— BEGIN Data to use —
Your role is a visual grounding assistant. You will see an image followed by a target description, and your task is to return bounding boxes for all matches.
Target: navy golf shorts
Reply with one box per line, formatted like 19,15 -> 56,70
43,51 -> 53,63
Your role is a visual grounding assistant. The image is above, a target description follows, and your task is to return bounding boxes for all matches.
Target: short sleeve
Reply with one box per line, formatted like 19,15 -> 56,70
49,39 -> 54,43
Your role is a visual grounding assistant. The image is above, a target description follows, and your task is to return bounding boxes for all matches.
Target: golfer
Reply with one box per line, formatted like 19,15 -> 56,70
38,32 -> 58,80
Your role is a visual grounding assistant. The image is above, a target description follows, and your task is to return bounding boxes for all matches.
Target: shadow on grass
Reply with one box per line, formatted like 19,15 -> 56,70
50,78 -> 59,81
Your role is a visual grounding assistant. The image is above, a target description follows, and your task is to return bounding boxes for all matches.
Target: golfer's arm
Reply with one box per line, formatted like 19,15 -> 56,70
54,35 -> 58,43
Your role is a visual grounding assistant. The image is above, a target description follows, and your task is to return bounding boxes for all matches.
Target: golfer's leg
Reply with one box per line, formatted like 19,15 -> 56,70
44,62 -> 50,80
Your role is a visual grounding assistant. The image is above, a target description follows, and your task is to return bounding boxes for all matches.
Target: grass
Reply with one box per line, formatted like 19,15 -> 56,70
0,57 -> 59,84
— END Data to use —
Exercise instructions
Duplicate the records word for word, starting at the very first line and ending at the line that contains "50,78 -> 59,81".

Solution to this task
Your role is a visual grounding assistant. You will see an image followed by a target description, and your task is to return bounding boxes for all matches.
Target: navy golf shorts
Reply with one box per line, formatted like 19,15 -> 56,70
43,51 -> 53,63
Your role is a visual grounding assistant. The image is above, a target description follows, and your task is to return bounding boxes for all matches.
Target: short sleeve
Reply with one box per line, formatted like 19,15 -> 56,70
49,39 -> 54,43
Your role is a visual grounding assistant. The image is above, a target description follows, and your task is to return bounding boxes for all matches.
Target: golfer
Reply with one box per line, formatted like 19,15 -> 56,70
38,32 -> 58,80
Your role is a visual grounding assistant. The image is above, a target description follows, and your task is to return bounding boxes for all matches.
Target: shadow on grass
Reply with one box per line, formatted like 19,15 -> 56,70
50,78 -> 59,81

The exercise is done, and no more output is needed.